YOUR GOAL
Please repeat, from the entries that follow, the lines from the one containing "Phrase: horse's head" through the one containing "hind leg, recorded as pixel coordinates." exactly, adding nothing.

MATERIAL PROVIDED
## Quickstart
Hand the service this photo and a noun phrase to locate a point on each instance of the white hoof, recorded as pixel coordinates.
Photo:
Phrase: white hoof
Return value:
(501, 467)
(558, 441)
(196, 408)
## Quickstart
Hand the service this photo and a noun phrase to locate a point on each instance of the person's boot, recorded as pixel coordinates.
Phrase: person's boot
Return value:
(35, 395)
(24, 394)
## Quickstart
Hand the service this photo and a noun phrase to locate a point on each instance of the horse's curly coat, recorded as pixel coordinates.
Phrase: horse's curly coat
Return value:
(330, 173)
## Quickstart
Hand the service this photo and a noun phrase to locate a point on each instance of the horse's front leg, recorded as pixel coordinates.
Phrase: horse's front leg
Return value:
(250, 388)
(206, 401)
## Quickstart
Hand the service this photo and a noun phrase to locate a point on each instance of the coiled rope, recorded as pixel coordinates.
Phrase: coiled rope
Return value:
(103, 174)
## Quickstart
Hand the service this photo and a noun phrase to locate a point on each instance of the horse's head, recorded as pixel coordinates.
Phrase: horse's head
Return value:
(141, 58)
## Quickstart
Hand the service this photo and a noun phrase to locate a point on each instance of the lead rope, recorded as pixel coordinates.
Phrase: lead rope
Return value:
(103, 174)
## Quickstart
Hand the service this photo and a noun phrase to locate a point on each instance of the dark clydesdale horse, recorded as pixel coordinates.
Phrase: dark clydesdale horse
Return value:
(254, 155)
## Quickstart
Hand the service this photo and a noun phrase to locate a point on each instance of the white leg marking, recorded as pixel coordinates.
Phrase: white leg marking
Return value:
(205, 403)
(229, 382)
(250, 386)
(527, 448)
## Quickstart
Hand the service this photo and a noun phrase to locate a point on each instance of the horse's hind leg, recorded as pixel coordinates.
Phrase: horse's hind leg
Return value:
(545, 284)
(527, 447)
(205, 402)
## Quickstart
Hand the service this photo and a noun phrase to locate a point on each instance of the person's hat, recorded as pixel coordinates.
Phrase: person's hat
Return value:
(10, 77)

* * *

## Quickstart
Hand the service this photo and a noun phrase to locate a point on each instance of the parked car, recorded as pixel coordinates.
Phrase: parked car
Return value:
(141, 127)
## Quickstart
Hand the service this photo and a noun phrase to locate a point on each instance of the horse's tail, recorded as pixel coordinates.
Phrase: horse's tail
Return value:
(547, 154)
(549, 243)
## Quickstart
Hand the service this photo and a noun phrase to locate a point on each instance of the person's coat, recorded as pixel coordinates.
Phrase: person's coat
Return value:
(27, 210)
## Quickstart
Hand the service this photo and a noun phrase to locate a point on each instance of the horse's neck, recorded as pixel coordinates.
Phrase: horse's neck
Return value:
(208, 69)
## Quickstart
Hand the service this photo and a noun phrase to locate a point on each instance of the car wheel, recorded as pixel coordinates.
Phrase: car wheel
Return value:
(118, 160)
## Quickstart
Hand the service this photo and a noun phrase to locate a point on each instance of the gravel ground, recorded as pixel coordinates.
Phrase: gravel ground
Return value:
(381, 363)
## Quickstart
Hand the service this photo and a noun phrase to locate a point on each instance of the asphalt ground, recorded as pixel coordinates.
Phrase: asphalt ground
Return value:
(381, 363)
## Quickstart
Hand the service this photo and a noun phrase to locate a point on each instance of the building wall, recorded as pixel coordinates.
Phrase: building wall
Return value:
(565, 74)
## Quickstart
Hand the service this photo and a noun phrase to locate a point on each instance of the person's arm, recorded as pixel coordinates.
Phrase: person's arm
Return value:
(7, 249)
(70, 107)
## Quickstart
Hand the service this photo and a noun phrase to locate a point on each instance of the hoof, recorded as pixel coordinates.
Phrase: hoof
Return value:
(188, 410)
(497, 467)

RESPONSE
Phrase: horse's head
Return value:
(141, 58)
## Quickstart
Hand the service this photo and a noun phrase to locate a point on each instance of the lead rope, recorded as pixel coordinates.
Phrase: lead rope
Return value:
(103, 174)
## Quickstart
Hand the service this photo and a noun phrase to locate a point on each instance of the dark clydesdale horse, recorded as pixel coordinates.
Phrase: dark clydesdale horse
Return value:
(254, 155)
## Quickstart
Hand the service this photo and a noun phrase to locate a point on each instance of the white leg marking, recorded as pixel coordinates.
Phrase: white leg marking
Return value:
(205, 403)
(229, 382)
(250, 386)
(527, 448)
## Quickstart
Hand the service this photo and a noun phrase to locate a point on each instance of the horse's hind leg, recorded as pixel coordinates.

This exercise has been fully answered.